> _Work item_: Copy out the records in full, word for word, without pictures.

[Image point grounding data]
%%

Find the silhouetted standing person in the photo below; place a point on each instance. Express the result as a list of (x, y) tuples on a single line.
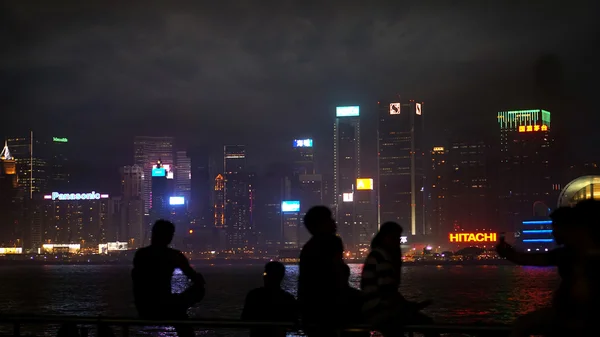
[(321, 263), (270, 303), (153, 268), (385, 308)]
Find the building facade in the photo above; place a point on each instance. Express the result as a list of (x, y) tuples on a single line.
[(401, 165)]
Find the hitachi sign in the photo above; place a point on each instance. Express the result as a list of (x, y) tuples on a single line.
[(473, 237), (76, 196)]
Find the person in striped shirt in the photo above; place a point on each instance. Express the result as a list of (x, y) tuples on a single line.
[(384, 307)]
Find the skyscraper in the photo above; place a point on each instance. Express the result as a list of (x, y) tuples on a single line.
[(148, 151), (130, 224), (9, 203), (183, 176), (438, 192), (401, 165), (237, 197), (525, 177), (219, 199), (346, 166), (32, 168)]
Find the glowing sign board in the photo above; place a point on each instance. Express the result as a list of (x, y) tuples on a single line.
[(472, 237), (533, 128), (11, 250), (76, 196), (347, 111), (302, 142), (176, 201), (364, 184), (159, 172), (290, 206)]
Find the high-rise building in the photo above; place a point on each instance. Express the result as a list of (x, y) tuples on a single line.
[(219, 199), (401, 165), (470, 197), (183, 176), (525, 154), (9, 201), (304, 157), (130, 209), (346, 167), (148, 151), (438, 192), (32, 168), (237, 197), (76, 218)]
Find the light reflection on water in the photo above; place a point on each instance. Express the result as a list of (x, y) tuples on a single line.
[(461, 294)]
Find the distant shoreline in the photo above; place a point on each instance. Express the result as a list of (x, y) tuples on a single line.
[(244, 262)]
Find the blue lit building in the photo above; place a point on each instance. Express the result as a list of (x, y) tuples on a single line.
[(536, 235)]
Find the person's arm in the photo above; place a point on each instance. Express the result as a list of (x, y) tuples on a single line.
[(188, 271)]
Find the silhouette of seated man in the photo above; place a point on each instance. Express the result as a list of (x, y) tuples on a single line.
[(569, 233), (153, 268), (270, 303)]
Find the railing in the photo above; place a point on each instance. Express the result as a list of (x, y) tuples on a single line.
[(17, 321)]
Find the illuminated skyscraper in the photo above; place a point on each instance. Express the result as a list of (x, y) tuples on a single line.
[(183, 176), (237, 197), (32, 168), (9, 203), (438, 192), (346, 166), (304, 157), (525, 176), (219, 198), (147, 151), (401, 165), (130, 210)]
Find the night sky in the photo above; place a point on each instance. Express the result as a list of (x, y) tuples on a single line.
[(263, 72)]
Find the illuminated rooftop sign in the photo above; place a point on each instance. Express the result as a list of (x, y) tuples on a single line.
[(347, 111), (512, 120), (472, 237), (302, 142), (159, 172), (176, 201), (533, 128), (76, 196), (364, 184), (290, 206)]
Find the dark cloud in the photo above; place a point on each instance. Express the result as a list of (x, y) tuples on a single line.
[(229, 69)]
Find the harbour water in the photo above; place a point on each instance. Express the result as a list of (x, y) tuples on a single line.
[(461, 294)]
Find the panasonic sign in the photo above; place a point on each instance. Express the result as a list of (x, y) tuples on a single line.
[(76, 196)]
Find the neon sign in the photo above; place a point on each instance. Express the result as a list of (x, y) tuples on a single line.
[(472, 237), (533, 128), (76, 196)]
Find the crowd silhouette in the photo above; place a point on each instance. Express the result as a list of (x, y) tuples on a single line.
[(326, 302)]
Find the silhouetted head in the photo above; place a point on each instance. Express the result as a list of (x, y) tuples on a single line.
[(162, 233), (563, 219), (319, 220), (274, 273), (388, 237)]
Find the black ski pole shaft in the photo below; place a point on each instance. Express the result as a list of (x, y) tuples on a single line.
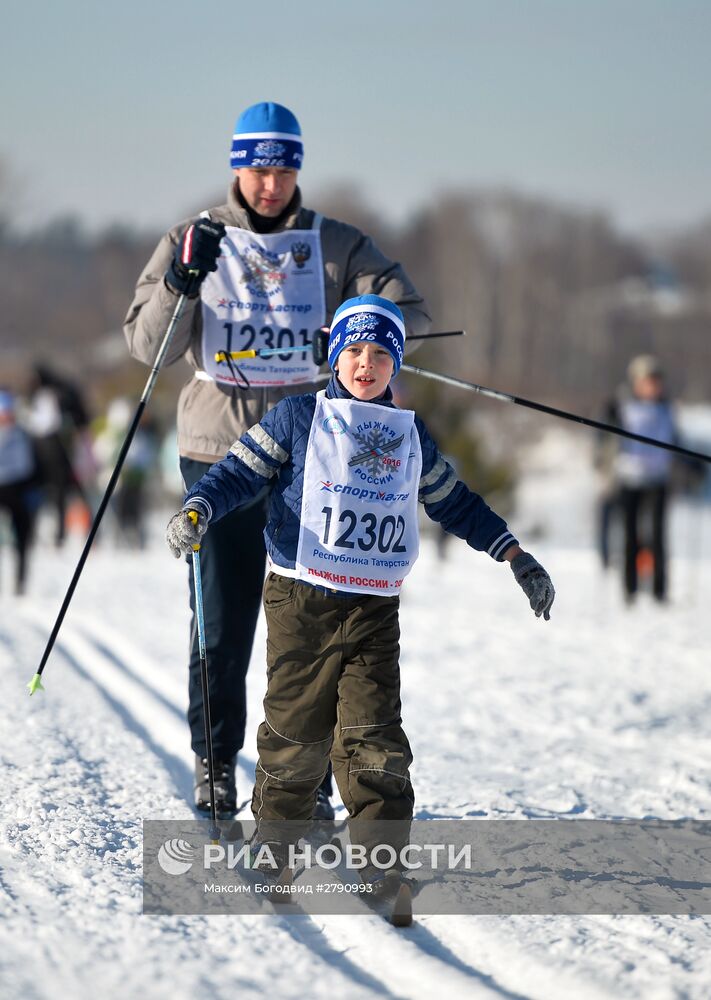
[(36, 682), (202, 646), (554, 412), (431, 336)]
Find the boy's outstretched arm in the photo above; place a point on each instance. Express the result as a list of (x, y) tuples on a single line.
[(533, 580), (237, 479)]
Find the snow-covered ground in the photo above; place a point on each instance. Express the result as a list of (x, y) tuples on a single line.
[(602, 713)]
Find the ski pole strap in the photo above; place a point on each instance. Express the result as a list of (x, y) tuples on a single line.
[(193, 515), (506, 397)]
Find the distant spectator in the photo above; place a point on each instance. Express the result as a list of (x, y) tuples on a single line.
[(17, 480), (642, 473), (58, 421), (130, 502)]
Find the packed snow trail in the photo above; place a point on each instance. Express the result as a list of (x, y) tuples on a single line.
[(601, 713)]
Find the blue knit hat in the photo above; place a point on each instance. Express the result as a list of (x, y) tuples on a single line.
[(370, 318), (267, 135)]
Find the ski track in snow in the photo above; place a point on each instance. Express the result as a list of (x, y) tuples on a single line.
[(601, 713)]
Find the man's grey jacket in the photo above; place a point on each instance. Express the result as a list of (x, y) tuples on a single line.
[(211, 417)]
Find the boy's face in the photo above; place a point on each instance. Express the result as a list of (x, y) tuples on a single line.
[(365, 369)]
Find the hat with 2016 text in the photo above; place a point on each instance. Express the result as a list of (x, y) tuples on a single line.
[(370, 318), (267, 135)]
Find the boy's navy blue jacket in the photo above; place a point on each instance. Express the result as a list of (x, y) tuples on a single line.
[(275, 448)]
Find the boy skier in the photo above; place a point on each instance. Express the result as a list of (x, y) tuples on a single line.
[(347, 468)]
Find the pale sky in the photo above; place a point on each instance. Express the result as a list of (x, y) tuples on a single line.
[(124, 112)]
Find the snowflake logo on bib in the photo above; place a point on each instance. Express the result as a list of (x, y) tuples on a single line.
[(269, 149), (264, 275), (362, 323), (376, 455)]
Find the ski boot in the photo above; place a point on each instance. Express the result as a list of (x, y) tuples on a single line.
[(225, 787)]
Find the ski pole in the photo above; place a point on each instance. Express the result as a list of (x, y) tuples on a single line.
[(563, 414), (36, 682), (202, 645), (268, 352)]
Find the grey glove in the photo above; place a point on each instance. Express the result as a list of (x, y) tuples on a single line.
[(535, 583), (185, 529)]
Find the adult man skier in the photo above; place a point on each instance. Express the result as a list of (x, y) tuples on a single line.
[(260, 271)]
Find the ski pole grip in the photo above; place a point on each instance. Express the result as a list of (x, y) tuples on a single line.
[(192, 514)]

%%

> _Response box_:
Find the silhouetted standing person in the photo below; place a point on each instance. Express the result as a list of (x, y) tuples on a single line.
[(321, 263), (270, 303), (153, 268), (385, 308)]
Find the building facade in the photo above; place a point on each instance. Express the result as a list of (x, y) tuples on a single line.
[(401, 165)]
Find the hitachi sign in the photo above; place a point on each instance. Express the result as a list of (x, y) tuples on a single line.
[(473, 237), (76, 196)]
Find the person in striped shirt in the photo above; place a point on each instance. Express the result as a list of (x, y) tuples on a single line.
[(384, 307)]
Find the skyscraper in the photo above; place a point on each instance. Express the result as a list of (x, y) tuples on a single line.
[(148, 151), (130, 224), (9, 203), (183, 176), (438, 192), (401, 165), (237, 197), (525, 177), (219, 199), (346, 166), (32, 168)]
Find the glowing sign board in the photo above; place a point on each instance. Express the result as a list of (x, y) tuples on a single line.
[(472, 237), (533, 128), (11, 250), (76, 196), (347, 111), (302, 142), (176, 201), (364, 184), (159, 172), (290, 206)]
Find the high-rise building in the photo above; place a point on each instance. Express the result as a list of (x, y) tuples on a single line.
[(219, 199), (401, 165), (470, 197), (183, 176), (525, 154), (9, 201), (304, 157), (130, 209), (346, 167), (148, 151), (438, 192), (32, 168), (237, 197), (76, 218)]
Find the light reflection on water in the photo above; place a point on each instance. Express the result as a list of (x, y) tuples on a single line.
[(461, 294)]
Find the distant shoreline in the photo above; place a point on each instance. Express the result as a list of (x, y) tuples on a single line.
[(244, 262)]
Find the blue lit building in the photo above; place a point on each instance. Express the result as a list of (x, y) tuples on a single line.
[(536, 235)]
Find the person's arm in the photo above; place a point on each instance. Express the result as a list of (x, y) tuples on a single line.
[(188, 271)]
Find the silhouette of seated man in the photo above; place a point on each instance. Express the result as a list of (x, y) tuples on a single line.
[(569, 233), (153, 268), (270, 303)]
Find the railing in the photo above; place a point on each instance. Express the result as a list of (x, y) tuples on a single line.
[(17, 321)]
Find the illuminated skyscraper in the photo above; place a point on each instance. Express the result as a list of (x, y) tuples on a single line.
[(183, 176), (237, 197), (32, 168), (9, 203), (438, 192), (346, 166), (304, 157), (525, 176), (219, 198), (147, 151), (401, 165), (130, 210)]
Find the night sky in the photo above; place a point on each instance. Express the result as a list of (x, y) tuples on a single line.
[(263, 72)]
Find the illuminated rooftop sign in the photo above; place a point on each instance. Express the result as a list of (x, y) tuples on a single line.
[(347, 111), (512, 120), (472, 237), (302, 142), (159, 172), (176, 201), (533, 128), (76, 196), (364, 184), (290, 206)]
Find the dark cloud in the photo above; place a point on each instance. Express the result as a list of (x, y) tuples on a single line.
[(229, 69)]
Find the harbour water in the photo above; place a point on each instance. Express the result as a list of (x, y) tuples on a single line.
[(461, 294)]
Find the panasonic sign in the photo above; place a point on each instance. Express the result as a list of (x, y) tuples on a single line.
[(76, 196)]
Find the neon sign in the photo above; place a point on each instance. Express the result as a list of (x, y) tuples on a single line.
[(472, 237), (533, 128), (76, 196)]
Find the crowd silhouette in the photo above; place a point on each instance. Express the result as a list of (x, y) tuples on a single line.
[(326, 302)]
Find the silhouetted head in the photo above; place a point on each instance. Express the result as a list of (x, y) tuples on a single line.
[(162, 233), (563, 219), (319, 220), (274, 273), (388, 237)]
Find the black ski pole shaft in the photo below; place a point on each instance. Express the result as a list of (x, y) tuples on a single line.
[(36, 682), (202, 646), (554, 412), (431, 336)]
Find the boy's outstretched arm in the photo above; place a point on each instance. Express the result as a list of (x, y) tuples on a single line.
[(533, 580), (237, 479)]
Find the snow-covered ground in the photo above; place a point on each instance. Express the result as a list of (x, y) tuples on a single line.
[(602, 713)]
Find the ski pole strap in the photo above; place a point on each instance. Express the result as a list of (x, y) tuples on a single line.
[(193, 515), (506, 397)]
Find the distant spectator in the photo above; place a point on each instance. Express the result as a list of (x, y) tuples on a single line.
[(17, 480), (642, 473), (58, 421), (130, 502)]
Find the packed snow trail in the photo above; place a point on each instance. Express the result as a list of (x, y) tuples on a single line.
[(601, 713)]
Find the blue knit hat in the photo above; place a point on each instance. Express the result as a list of (x, y) tuples on a single line.
[(370, 318), (267, 135)]
Find the ski track in snow in the photo above; place a point on each instance. Express the result as a list of (x, y) tuples on a single line.
[(601, 713)]
Find the man's grey jacket in the photo above; place a point on each instance. Express the result as a list of (x, y) tuples on a single line.
[(211, 417)]
Find the boy's face in the photo above; place a point on each instance. Express the result as a list of (x, y) tuples on a single line.
[(365, 369)]
Find the hat with 2016 text in the photo above; place a point on each instance. Express the result as a list of (x, y) tuples on a single line.
[(370, 318), (267, 135)]
Find the boy's navy blue jacket in the photo above; place a point on each instance. Express the result as a list of (x, y) tuples on a single line.
[(275, 448)]
Find the boy skier in the photo above; place a point on each instance. Express the result as a list of (x, y) tuples on a single line.
[(347, 468)]
Find the pale sky in the photo above; place a point on each instance. Express the result as a list of (x, y) tuples on a single line.
[(124, 112)]
Find the snowflake logo on bib in the photo above; place a point on each instance. Express the result as a list of (x, y) tuples on a single line.
[(269, 149), (264, 275), (362, 323), (376, 455)]
Find the ski boot in the photo above; place a point on each instance. Express the result as a list of (x, y) tuples on a single line.
[(225, 787)]
Find the ski pole in the photo above; place a point on each instance. Express the result as a list of (x, y) tuples on a single line.
[(563, 414), (36, 682), (202, 645), (268, 352)]
Find the grey glove in the photo above; place a point on each instance. Express the result as a list of (x, y) tuples on a single line.
[(535, 583), (185, 529)]
Find the adult man skier in the photo above; place a point on each instance. Express the result as a list of (x, y) tuples on a single line.
[(260, 271)]
Find the ski pole grip in the photo above; place a point on each instance. Express the result as a list of (x, y) tuples on a single line.
[(192, 514)]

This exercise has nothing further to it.